══ Selected passage ══

For Unix-based OSs, security was there from the start. In the early days of the web, IE let any website load an ActiveX control and run it in the browser without even asking the user if they wanted to install it (MS's naive thinking: "Ooo, too confusing for users and it makes creating websites for IE too hard! What Windows developer would ever do something
bad?"). That ActiveX control was running *without a sandbox* and could read/alter/delete
anything on your machine. The
only safeguard was that the ActiveX controls had to have a "safe bit" set in order to run in the browser. Who got to control whether or not the single "safe bit" was set? THE DEVELOPER! So any malicious developer could
easily set the "safe bit" to True (1) and execute any code they wanted to on your machine without restrictions and without your permission! That's how much Microsoft was thinking about security back then... IOW, not-at-all! MS had to introduce security (which breaks a bunch of existing programs due to the previous assumptions of "no restrictions"), Unix-based OSs had security from the start. So when people complain about how their programs don't work on newer Windows versions, it's because those programs were doing things they never would have been able to do in the first place on secure OSs. MS has had to balance usability and past-program compatibility with security. Even the whole "screen goes grey, user has to accept code to run" feature in Vista has known hacks around it. Essentially, it's only there to make the user feel-good about how secure things are, not because it actually is secure. Even Program-based permissions breaks down, because the Windows API allows a developer to load your DLL into the process space of
another process. So, I can get my code to run with all the permissions you've granted to other applications, and all without you knowing about it. It's remarkably easy. When I first installed Norton Internet Security years ago, where you had grant permission to access the internet on a per-application basis. I wrote a DLL, loaded it into IE's process and since IE can't work without internet access, I could do whatever I wanted without user permissions -- very easy! That "security" was all smoke and mirrors and only prevented dumb developers from not easily working around that "security".

═══
══ Data extract ══

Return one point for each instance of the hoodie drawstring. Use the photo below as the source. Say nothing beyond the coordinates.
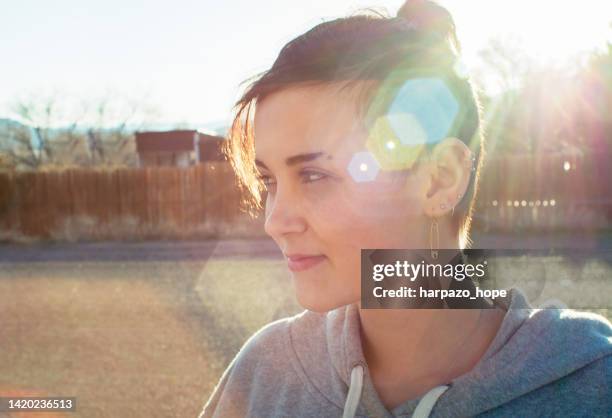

═══

Goal 1:
Please answer these from the passage on Windows security:
(a) What setting did an ActiveX control need in order to run in the browser?
(b) Who controlled whether that setting was on?
(c) Into which browser's process did the writer load a DLL after installing Norton Internet Security?
Goal 2:
Write the next few sentences of the passage on Windows security, picking up after its final sentence.

Task output 1:
(a) A "safe bit" had to be set.
(b) The developer.
(c) IE's process.

Task output 2:
On a separate but related note, MS doesn't even support Macros in Excel for the Mac. Ian, your spreadsheets do not work when running on the Mac-versions of Excel. Was this MS just being lazy or were the macro abilities so un-checked that trying to implement them on an OS that cared about the source of the code (and all the restrictions about what it could/couldn't touch on the machine) too much of a hurdle for them to overcome? I don't know the answer to that. But my guess is that when Excel is forced to run in an actually-secure environment, macro-security was just too much for the team to bear.